## Excerpt to read
Next, the action plan generator 140 generates a target trajectory to the closest-to-entrance position SP_A determined to be the stop position. Then, the second controller 160 stops the host vehicle M at the closest-to-entrance position SP_A according to the target trajectory (step S110).

FIGS. 7 and 8 are diagrams schematically showing a state in which the host vehicle M is stopped at the closest-to-entrance position SP_A. In FIGS. 7 and 8, each of SP1 to SP3 is a stop position candidate. In FIGS. 7 and 8, Y indicates a direction in which the road in which the stop area 310 is present extends (a longitudinal direction of the road), X indicates a width direction of the road in which the stop area 310 is present (a lateral direction of the road), and Z indicates a vertical direction.

## Goal A
Retype the passage on stopping the host vehicle at the closest-to-entrance position in full, word for word.

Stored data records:
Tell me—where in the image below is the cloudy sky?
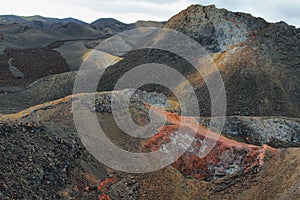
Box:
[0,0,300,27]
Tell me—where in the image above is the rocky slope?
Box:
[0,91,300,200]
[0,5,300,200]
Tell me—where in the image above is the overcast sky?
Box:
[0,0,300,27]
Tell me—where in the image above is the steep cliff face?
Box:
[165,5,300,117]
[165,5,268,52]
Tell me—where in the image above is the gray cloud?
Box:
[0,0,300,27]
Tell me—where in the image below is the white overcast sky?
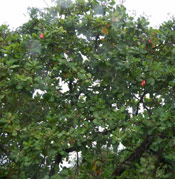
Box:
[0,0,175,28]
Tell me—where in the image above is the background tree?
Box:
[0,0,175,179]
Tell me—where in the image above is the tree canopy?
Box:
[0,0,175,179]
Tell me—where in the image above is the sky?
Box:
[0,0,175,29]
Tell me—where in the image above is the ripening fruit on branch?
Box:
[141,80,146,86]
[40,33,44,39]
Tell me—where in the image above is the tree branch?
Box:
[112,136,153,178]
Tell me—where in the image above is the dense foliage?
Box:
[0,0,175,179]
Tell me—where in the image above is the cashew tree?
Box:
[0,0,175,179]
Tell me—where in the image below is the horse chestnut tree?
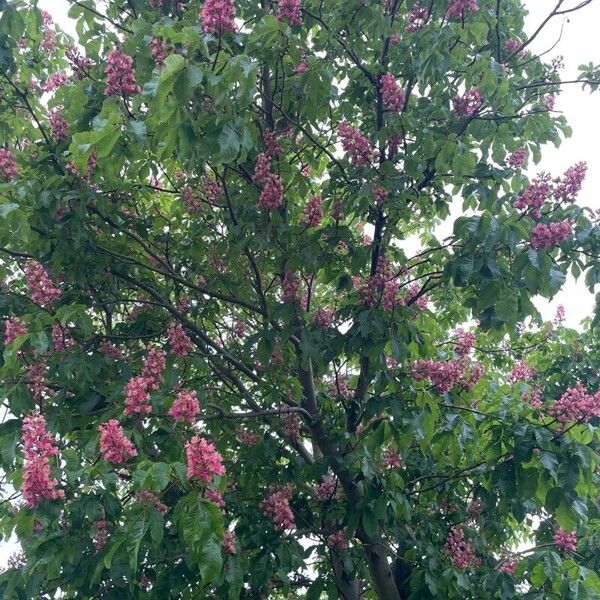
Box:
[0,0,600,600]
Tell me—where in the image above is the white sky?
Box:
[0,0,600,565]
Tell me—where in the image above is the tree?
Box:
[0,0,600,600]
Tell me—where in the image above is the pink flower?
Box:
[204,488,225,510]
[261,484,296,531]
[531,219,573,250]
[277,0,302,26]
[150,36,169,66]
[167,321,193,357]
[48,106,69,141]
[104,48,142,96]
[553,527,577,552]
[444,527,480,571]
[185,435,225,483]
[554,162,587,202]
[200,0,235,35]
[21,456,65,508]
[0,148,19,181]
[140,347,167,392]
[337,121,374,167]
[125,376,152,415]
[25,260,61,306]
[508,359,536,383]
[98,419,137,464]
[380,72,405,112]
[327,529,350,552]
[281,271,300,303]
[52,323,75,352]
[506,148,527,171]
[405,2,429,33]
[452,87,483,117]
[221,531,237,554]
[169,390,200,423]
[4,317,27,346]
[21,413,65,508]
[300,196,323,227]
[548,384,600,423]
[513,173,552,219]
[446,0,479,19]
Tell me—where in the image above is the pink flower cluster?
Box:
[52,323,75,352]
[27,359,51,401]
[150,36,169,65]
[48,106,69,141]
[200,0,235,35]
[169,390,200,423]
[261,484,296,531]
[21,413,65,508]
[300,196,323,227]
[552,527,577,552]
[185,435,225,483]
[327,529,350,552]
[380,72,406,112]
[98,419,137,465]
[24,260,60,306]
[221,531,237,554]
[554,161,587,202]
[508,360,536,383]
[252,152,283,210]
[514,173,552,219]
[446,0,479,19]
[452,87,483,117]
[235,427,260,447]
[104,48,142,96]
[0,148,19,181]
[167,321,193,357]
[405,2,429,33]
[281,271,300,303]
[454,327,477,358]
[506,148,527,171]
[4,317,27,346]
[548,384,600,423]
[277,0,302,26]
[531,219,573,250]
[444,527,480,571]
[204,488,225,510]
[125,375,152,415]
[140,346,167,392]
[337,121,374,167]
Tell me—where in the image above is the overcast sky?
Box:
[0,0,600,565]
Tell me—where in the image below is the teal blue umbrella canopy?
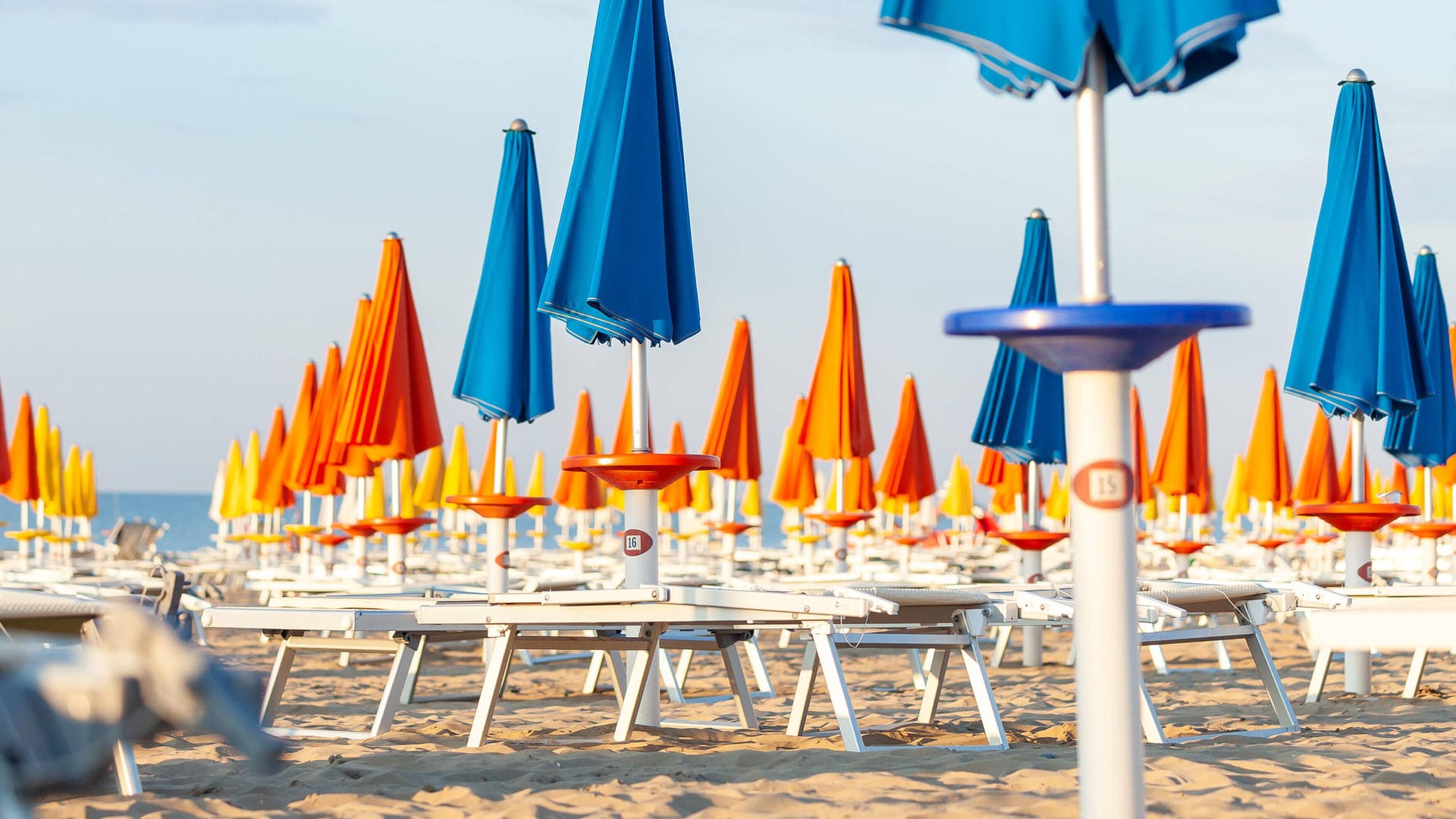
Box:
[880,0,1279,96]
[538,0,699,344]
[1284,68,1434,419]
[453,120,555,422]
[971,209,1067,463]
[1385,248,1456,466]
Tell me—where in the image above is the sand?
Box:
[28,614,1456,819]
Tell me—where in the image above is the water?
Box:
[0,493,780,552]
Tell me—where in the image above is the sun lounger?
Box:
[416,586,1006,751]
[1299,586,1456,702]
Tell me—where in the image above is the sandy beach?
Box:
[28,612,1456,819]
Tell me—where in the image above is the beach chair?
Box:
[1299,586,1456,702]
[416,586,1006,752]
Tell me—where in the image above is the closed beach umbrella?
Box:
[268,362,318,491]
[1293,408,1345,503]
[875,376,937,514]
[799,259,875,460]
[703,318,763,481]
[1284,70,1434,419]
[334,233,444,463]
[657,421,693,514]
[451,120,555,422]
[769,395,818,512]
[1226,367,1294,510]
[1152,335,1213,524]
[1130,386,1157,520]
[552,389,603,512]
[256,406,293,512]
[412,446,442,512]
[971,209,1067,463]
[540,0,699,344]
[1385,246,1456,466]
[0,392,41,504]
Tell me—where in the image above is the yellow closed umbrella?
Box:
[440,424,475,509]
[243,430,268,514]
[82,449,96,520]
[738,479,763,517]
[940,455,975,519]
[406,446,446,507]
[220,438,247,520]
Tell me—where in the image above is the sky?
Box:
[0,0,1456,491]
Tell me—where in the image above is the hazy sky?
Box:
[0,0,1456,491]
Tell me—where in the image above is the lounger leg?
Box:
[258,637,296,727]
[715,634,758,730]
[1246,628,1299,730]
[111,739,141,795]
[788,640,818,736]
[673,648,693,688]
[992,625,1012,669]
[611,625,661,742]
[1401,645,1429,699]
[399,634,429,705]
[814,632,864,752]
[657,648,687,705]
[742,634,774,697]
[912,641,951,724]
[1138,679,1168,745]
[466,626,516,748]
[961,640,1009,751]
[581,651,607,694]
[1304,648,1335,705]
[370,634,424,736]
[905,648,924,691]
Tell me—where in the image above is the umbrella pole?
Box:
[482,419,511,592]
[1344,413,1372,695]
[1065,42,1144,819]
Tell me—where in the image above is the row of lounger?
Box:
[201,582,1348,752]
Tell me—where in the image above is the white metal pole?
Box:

## Goal B
Echo the part of the records that opens with the line containing "Tell me—where in the image above is the closed" and closes with the last line of the records, both ends included.

## Written reply A
Next, the action plan generator 140 generates a target trajectory to the closest-to-entrance position SP_A determined to be the stop position. Then, the second controller 160 stops the host vehicle M at the closest-to-entrance position SP_A according to the target trajectory (step S110).

FIGS. 7 and 8 are diagrams schematically showing a state in which the host vehicle M is stopped at the closest-to-entrance position SP_A. In FIGS. 7 and 8, each of SP1 to SP3 is a stop position candidate. In FIGS. 7 and 8, Y indicates a direction in which the road in which the stop area 310 is present extends (a longitudinal direction of the road), X indicates a width direction of the road in which the stop area 310 is present (a lateral direction of the road), and Z indicates a vertical direction.

## Written reply B
Tell me—where in the image above is the closed beach umbrella?
Box:
[268,362,318,491]
[1293,408,1345,503]
[875,376,937,514]
[799,259,875,460]
[703,318,763,481]
[1284,70,1434,419]
[334,233,444,463]
[657,421,693,514]
[451,120,555,422]
[769,395,818,512]
[1226,367,1294,510]
[1152,335,1213,524]
[1130,386,1157,520]
[552,389,603,512]
[256,406,293,512]
[412,446,442,512]
[971,209,1067,463]
[540,0,699,344]
[1385,246,1456,466]
[0,392,41,504]
Tell me—where in the image above is the yellow closed umbrella?
Box:
[440,424,475,509]
[243,430,268,514]
[82,449,96,520]
[738,479,763,517]
[940,455,975,519]
[406,446,446,507]
[220,438,247,520]
Tell me—where in the image above is the sky?
Box:
[0,0,1456,491]
Tell me—where in the image above is the hazy sky?
Box:
[0,0,1456,491]
Tell me—where in the image above is the lounger leg?
Box:
[258,637,296,727]
[715,634,758,730]
[1246,628,1299,730]
[111,739,141,795]
[788,640,818,736]
[673,648,693,688]
[992,625,1012,669]
[611,625,661,742]
[1401,645,1429,699]
[399,634,429,705]
[814,632,864,752]
[657,648,687,705]
[742,634,774,697]
[912,641,951,724]
[1138,679,1168,745]
[466,626,516,748]
[961,640,1009,751]
[581,651,607,694]
[1304,648,1335,705]
[370,634,424,736]
[905,648,924,691]
Tell me—where in the image above is the umbrella pole?
Box:
[482,419,511,592]
[1344,413,1372,695]
[1065,42,1144,819]
Tell me—where in the image above is the row of lounger?
Box:
[201,582,1348,752]
Tell me—where in the image above is the white metal pole?
Box:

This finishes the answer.